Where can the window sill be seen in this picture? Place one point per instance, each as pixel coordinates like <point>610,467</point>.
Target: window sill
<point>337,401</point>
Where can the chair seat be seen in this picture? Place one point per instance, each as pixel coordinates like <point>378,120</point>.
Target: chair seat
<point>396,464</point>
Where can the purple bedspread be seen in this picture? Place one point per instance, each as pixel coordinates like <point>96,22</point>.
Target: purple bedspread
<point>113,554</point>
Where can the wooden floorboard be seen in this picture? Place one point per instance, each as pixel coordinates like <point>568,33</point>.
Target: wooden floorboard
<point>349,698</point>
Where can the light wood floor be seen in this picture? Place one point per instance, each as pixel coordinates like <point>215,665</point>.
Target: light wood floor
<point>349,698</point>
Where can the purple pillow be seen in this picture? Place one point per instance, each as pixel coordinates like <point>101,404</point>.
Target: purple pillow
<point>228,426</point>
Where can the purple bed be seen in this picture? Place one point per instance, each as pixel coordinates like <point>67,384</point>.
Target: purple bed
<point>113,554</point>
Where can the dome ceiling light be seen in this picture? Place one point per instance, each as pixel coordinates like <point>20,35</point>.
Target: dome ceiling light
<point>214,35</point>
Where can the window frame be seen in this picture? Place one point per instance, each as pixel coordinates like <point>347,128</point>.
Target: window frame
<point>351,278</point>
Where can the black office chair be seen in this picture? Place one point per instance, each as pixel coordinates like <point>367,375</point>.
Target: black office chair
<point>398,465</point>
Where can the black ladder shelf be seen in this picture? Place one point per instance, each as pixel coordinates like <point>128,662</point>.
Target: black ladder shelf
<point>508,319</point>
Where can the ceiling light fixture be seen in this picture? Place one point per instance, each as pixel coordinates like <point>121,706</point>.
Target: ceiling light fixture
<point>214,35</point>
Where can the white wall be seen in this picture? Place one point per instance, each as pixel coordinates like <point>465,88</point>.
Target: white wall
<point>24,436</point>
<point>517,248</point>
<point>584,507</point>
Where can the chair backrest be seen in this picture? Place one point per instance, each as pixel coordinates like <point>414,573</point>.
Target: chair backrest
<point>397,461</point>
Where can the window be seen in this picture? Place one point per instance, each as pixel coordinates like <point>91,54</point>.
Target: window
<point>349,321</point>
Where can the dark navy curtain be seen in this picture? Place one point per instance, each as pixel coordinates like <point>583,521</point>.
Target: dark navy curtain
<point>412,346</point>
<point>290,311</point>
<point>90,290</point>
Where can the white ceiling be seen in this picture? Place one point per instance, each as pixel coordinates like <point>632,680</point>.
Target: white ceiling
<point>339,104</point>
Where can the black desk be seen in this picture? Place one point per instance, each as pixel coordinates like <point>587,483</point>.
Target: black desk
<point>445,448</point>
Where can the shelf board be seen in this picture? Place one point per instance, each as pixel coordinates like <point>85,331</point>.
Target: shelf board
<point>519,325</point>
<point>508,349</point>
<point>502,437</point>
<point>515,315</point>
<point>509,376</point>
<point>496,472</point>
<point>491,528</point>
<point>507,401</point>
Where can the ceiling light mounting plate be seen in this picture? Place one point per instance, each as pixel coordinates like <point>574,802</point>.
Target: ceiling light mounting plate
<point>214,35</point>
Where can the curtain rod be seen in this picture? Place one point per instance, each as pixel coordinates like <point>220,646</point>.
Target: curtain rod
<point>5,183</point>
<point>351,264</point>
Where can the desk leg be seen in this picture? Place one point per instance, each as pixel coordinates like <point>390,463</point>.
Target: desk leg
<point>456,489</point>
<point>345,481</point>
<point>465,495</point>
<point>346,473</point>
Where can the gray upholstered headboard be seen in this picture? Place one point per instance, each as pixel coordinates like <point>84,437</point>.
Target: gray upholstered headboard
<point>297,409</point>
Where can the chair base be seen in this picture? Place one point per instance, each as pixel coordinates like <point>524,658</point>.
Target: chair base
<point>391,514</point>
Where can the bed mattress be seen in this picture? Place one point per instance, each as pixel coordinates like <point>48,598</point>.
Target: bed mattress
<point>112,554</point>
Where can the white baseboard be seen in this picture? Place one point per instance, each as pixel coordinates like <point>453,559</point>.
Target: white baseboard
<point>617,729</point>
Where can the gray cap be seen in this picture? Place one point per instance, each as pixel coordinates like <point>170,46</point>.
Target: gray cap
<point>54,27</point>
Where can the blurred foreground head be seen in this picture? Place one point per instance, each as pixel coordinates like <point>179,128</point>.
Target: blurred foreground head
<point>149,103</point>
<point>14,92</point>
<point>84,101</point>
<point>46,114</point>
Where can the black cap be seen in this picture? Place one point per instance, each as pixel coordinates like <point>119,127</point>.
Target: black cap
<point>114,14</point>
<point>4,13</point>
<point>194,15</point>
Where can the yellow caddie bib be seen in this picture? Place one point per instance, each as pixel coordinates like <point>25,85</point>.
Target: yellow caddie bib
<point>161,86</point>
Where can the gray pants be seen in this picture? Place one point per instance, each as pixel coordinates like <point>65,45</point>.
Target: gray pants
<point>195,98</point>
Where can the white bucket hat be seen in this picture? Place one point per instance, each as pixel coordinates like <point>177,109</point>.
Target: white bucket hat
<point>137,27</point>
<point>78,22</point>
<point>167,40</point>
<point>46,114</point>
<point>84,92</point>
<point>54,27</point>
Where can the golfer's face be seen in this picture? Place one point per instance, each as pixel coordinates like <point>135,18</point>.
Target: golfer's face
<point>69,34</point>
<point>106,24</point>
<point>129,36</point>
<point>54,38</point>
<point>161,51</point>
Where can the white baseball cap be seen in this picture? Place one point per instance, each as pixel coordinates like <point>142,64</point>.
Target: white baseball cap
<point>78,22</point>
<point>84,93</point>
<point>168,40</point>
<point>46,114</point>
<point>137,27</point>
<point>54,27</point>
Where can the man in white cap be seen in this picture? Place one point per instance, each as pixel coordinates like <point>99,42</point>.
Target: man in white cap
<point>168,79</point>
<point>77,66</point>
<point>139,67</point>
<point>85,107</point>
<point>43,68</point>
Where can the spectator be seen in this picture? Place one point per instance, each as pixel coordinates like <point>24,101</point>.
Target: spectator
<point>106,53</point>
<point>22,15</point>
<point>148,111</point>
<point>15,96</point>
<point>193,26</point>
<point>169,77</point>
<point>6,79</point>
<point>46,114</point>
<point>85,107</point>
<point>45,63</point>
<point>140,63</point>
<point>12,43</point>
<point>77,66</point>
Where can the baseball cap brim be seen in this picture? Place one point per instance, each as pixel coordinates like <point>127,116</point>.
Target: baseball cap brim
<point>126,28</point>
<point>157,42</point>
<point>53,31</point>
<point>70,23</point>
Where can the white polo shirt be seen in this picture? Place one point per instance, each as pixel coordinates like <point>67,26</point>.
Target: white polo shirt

====

Exercise:
Starting with the line that contains "Where can the gray cap" and going on through the line that contains "<point>194,15</point>", give the lines of the records above as a Markdown table with the columns Row and Line. Number each row, and leave out any blank lines.

Answer for the task:
| Row | Line |
|---|---|
| 1 | Where can the gray cap be seen in this picture? Place one point per instance, each as pixel coordinates like <point>170,46</point>. |
| 2 | Target: gray cap |
| 3 | <point>54,27</point> |
| 4 | Where can the blurred foreground head be seen in this picture? Place one point per instance, each as pixel coordinates like <point>179,128</point>. |
| 5 | Target: blurred foreground head |
| 6 | <point>149,103</point> |
| 7 | <point>14,92</point> |
| 8 | <point>84,101</point> |
| 9 | <point>46,114</point> |
| 10 | Where can the black cap be seen in this picture? Place one point per instance, each as pixel coordinates like <point>119,127</point>. |
| 11 | Target: black cap |
| 12 | <point>114,14</point> |
| 13 | <point>4,13</point> |
| 14 | <point>194,15</point> |